▸ **WHAT IS BEING ASKED**
Reproduce the data below word for word, leaving out the pictures.

++++ DATA SHOWN

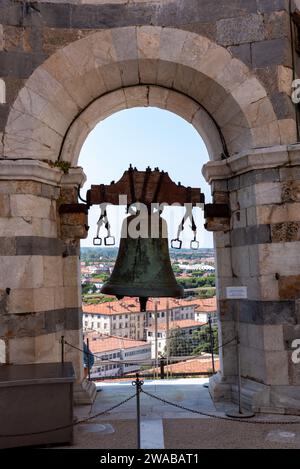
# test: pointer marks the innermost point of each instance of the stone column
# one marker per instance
(40, 295)
(262, 251)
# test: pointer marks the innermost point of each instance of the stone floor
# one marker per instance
(164, 426)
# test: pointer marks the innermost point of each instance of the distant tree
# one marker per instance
(180, 344)
(202, 337)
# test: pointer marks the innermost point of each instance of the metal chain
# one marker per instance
(72, 424)
(218, 417)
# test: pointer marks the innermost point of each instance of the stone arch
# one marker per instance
(78, 74)
(141, 96)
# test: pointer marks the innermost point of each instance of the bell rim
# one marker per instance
(141, 291)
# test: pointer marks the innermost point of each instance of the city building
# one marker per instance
(123, 318)
(159, 337)
(115, 356)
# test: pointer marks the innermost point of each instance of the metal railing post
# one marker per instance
(138, 384)
(62, 341)
(211, 344)
(162, 368)
(88, 355)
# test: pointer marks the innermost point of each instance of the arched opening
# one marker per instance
(156, 138)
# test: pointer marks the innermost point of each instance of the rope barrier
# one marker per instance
(219, 417)
(64, 427)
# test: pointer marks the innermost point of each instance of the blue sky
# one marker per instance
(145, 136)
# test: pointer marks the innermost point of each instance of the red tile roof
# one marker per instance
(131, 305)
(99, 344)
(195, 365)
(180, 324)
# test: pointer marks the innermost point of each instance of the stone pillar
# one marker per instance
(262, 251)
(40, 294)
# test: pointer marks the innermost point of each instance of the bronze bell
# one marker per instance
(143, 267)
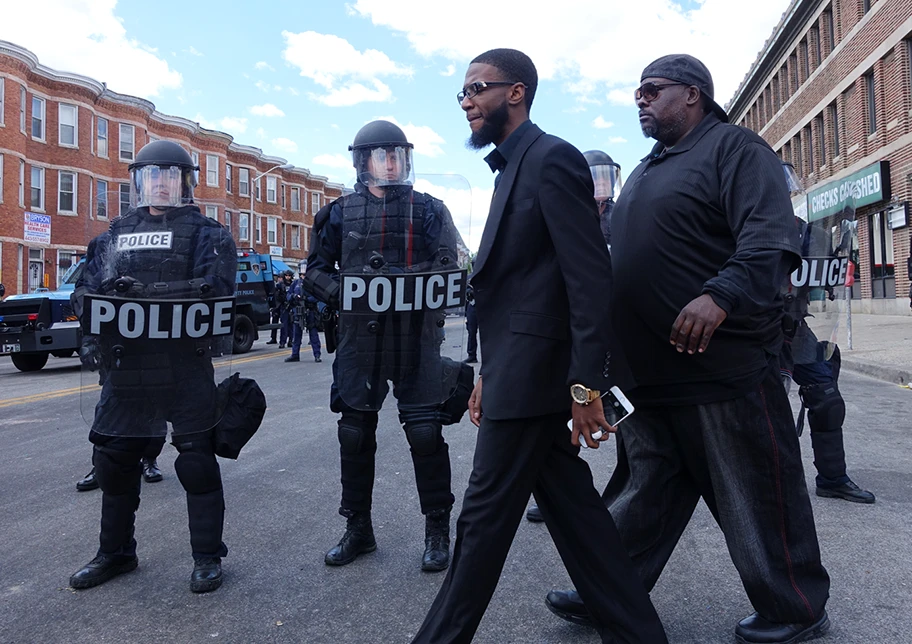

++++++++

▸ **TASK SOLUTION**
# test: pointer marks the innermost point of each instance of the stone column
# one marker per instance
(40, 295)
(262, 251)
# test: pointer marks the innermost point of each instance of the stone floor
# one marker per instance
(164, 426)
# test: pointer marks the innermost point of each instance of the distant tree
# one marker per instance
(180, 344)
(202, 337)
# test: pointer marks the innermost point of each instance of the metal chain
# one marker per instance
(72, 424)
(218, 417)
# test: pointer marks the innermost point of each instance of the stone arch
# one marker per instance
(78, 74)
(141, 96)
# test: pointer marks the innermost point of each instance of the bell rim
# one marker per instance
(141, 291)
# test: pointer marks the innermost point of each instance of the city building
# one marker per instance
(123, 318)
(159, 337)
(115, 356)
# test: pointer marks the innermost point of each instance of the metal railing post
# one marker per instance
(138, 384)
(62, 341)
(211, 344)
(162, 368)
(88, 355)
# test: pointer marks the innermost point of each instance of the arched opening
# one marker per instance
(156, 138)
# test: pointer marks the innermost point of each instance of the rope barrier
# one marker per instance
(219, 417)
(64, 427)
# test: pointer marks the innermost point of each instance of the blue sky
# one marker per instance
(145, 136)
# test: pointer marks the innermost point of each instance of the red tile roof
# one marker per instance
(131, 305)
(99, 344)
(195, 365)
(180, 324)
# test: pointer marks the innermost point of each instance of the stone pillar
# one marker per instance
(262, 251)
(40, 294)
# test: pointer marks the innermost point of each instance of the bronze bell
# one marker per instance
(143, 267)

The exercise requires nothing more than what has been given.